_Consigne_
Transcrivez fidèlement l'ensemble des données ci-dessous, sans y inclure les images, s'il vous plaît.

Lignes du jeu de données de pointage d'objets
※

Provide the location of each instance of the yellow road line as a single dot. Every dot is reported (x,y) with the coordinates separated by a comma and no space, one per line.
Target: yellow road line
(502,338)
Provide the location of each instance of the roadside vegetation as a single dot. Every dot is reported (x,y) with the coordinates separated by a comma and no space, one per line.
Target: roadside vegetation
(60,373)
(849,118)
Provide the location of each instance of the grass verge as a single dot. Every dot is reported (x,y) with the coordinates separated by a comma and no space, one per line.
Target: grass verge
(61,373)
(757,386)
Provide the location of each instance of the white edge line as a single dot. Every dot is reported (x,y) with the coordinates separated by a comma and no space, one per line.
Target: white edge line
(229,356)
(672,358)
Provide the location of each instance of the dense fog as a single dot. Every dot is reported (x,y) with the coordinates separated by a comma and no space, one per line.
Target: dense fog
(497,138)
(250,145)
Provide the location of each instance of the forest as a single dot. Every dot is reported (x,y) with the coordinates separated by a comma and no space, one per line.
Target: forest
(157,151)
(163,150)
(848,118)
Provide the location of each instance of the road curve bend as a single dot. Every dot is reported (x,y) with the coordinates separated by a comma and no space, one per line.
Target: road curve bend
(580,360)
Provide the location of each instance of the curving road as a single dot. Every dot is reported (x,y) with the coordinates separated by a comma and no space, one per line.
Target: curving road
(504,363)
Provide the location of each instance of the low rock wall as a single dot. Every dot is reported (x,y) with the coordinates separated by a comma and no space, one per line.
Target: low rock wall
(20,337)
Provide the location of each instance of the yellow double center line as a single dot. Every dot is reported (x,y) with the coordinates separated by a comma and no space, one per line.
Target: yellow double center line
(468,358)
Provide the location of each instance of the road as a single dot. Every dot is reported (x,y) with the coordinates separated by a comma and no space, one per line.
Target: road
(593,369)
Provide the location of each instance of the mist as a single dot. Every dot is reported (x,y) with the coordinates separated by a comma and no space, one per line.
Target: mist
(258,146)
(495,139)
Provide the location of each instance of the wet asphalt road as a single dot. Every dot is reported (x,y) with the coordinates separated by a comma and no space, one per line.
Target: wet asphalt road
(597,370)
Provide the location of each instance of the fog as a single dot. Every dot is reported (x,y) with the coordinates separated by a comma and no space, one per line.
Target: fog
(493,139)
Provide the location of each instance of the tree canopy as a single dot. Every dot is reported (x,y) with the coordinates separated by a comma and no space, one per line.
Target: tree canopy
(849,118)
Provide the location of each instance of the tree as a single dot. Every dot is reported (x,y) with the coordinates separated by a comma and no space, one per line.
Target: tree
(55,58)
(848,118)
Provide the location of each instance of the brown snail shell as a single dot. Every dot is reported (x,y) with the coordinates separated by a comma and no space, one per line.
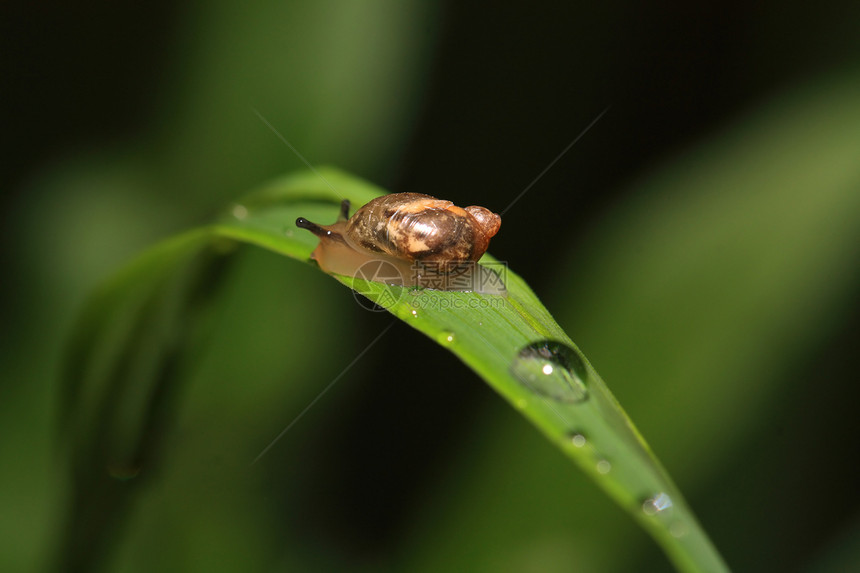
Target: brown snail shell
(411,231)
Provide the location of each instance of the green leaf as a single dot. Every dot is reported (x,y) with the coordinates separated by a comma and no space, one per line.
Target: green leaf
(132,345)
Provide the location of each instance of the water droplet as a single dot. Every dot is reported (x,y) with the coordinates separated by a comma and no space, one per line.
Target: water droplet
(656,504)
(445,337)
(552,369)
(239,211)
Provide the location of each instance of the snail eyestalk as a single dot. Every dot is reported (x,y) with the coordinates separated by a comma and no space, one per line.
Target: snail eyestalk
(317,230)
(344,210)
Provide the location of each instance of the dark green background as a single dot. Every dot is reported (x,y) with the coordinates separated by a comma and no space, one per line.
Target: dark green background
(124,123)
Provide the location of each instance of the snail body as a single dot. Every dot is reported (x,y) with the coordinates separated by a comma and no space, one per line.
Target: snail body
(418,235)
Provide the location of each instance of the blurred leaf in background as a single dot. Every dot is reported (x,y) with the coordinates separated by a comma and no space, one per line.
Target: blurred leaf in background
(715,293)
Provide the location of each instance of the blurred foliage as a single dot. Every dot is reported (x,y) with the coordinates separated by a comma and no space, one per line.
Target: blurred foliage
(716,295)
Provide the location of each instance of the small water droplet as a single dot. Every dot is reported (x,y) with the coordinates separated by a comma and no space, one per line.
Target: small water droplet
(445,337)
(656,504)
(239,211)
(552,369)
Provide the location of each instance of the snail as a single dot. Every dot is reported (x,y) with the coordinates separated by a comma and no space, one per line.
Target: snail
(422,237)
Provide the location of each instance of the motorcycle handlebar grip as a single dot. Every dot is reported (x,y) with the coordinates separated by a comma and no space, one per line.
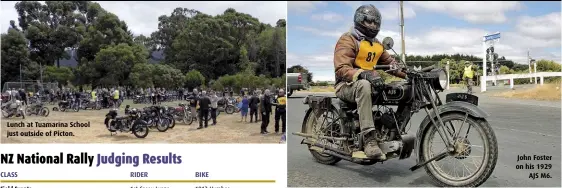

※

_Résultat_
Provide the location of each instance of the yellow road line as a single dot. Every dot is reported (x,y) with the coordinates separated by a comma and no space, one per line.
Target: yellow road line
(502,338)
Provide the location of each instance of the roadside vegetation as a single dot. Every dot is reported (x,y) with the coordinates separated by a comma and no space, one per line.
Target: roadside vegetation
(60,373)
(849,118)
Provide the location of each instance of the grass verge as a single dot. Every dot is reported (x,y) with the coordinates separated by a comma and no space, one per line.
Target: grass verge
(61,373)
(757,386)
Provide the location of each instance of the white edge line as a single dot. Every dot is reported (x,y) with the coordinates separated by a comma and no space, one per line.
Target: white edge line
(229,356)
(672,358)
Provide the location of each instance of the dense fog as a single dot. Every dot is reported (x,y) with the coordinates separated by a comma and no space, one per line.
Target: dense fog
(497,138)
(250,145)
Provide the location of each instance of the forest as a single dot. Every dot is reported (x,y) with the coordinates separated by a comma and no space, one per line.
Target: forest
(157,151)
(163,150)
(848,118)
Provide the location of each instance of the road curve bend as a single dot. Every dot is reported (x,y) with the coordinates separated by a comma and no space, one per line.
Target: road curve bend
(580,360)
Provide the location of each instance of the curving road as a single dot. Every dot is reported (x,y) with the coordinates separated by a comma and no space, one per line.
Target: curving road
(504,363)
Provide the location of each instance of the low rock wall as a single dot. Every dot is reported (x,y) with the coordinates separated by a comma and no space, one per line.
Target: low rock wall
(20,337)
Provide the location of each instance of the yellow double center line as a single dot. Every dot is reported (x,y) with the coordinates separated by a comma and no space, one per line.
Target: yellow double center line
(468,358)
Provide the location of each instance of the road as a single dot. Every dot is reported (x,y) with the coordinates separated by a comma and no space, one per line.
Target: road
(593,369)
Provide the location of each instance of the mist as a single dot. Every dot is reported (x,y) with the coordinates separated by a comma and no space, one per line.
Target: mist
(258,146)
(495,139)
Provide the location of each instance of the wet asphalt road as a single dot. Every dot is reported (x,y) with the coordinates separated by a comma and no space, one per line.
Target: wet asphalt road
(597,370)
Provide the location of each instance of the fog as a single dot. Every dot is reported (x,y) with the coordinates separated by a comma and no space, one per line.
Target: fog
(493,139)
Provide the location of each instance of the tree canopy as a single dot. Every dot is reported (x,y) with the coordinates separated by a comma and no space, one per line.
Target: tree canopy
(849,118)
Provide the location of each instance of the tree as a single dot. Every dot is reported (x,y) with the coordinates separated by a comma and no space, one per line.
Target: tree
(55,58)
(848,118)
Provide the location of each instance of the brown snail shell as a single dot. Every dot is reported (x,y) with the coordinates separated by a comma and no space, one per line.
Target: brown snail shell
(411,231)
Provide the location of each instance of the green leaf as a single dot. Every dot is reported (x,y) with the coordinates separated by a comma and no space, one per line.
Target: green leaf
(132,345)
Provide the location of each instance of the water droplet as a single dot. Every dot is reported (x,y) with the coordinates separated by a comma and no space, one per line.
Target: water droplet
(656,504)
(445,337)
(552,369)
(239,211)
Provide the location of each instance of the snail eyestalk as a single dot. Every dot is reported (x,y) with the coordinates separated by a comma and no space, one per line.
Target: snail eyestalk
(317,230)
(344,210)
Provide the location of each instance of the dark green background as a single dot. Every dot is reported (x,y) with the coordinates separated by a comma and no space, one per line.
Target: dark green background
(124,123)
Provide the location of each instance of the snail body as a single dot. Every dot is reported (x,y) with the coordinates separated by a comma and no space, one per line.
Target: snail body
(418,235)
Provide the location of each instance of the blurred leaf in background as a single dot. Every dot is reported (x,y) with the coordinates separated by a comma and no space, one per line.
Target: blurred leaf in background
(715,293)
Provide the location of each instance of the blurred foliage as a single dot. Every dot is reported (x,y) with the coordinates separated by a comma and no space, one per line.
Target: blurred foliage
(716,295)
Provide the location of each instance of the small water droplet as a single dot. Every dot is reported (x,y) with the coordinates separated by a comma and no space, one per line.
Target: small water droplet
(445,337)
(656,504)
(239,211)
(552,369)
Provide the location of each instance of the snail as a single dot. Every dot is reported (x,y) with the coordinates separated by a comma and no space, one per line.
Target: snail
(422,237)
Provide the location of each instance of the motorcycle handlebar grip as a single dot. Every dot is reported (x,y) with the coordinates separated by a comma and no space, one per line.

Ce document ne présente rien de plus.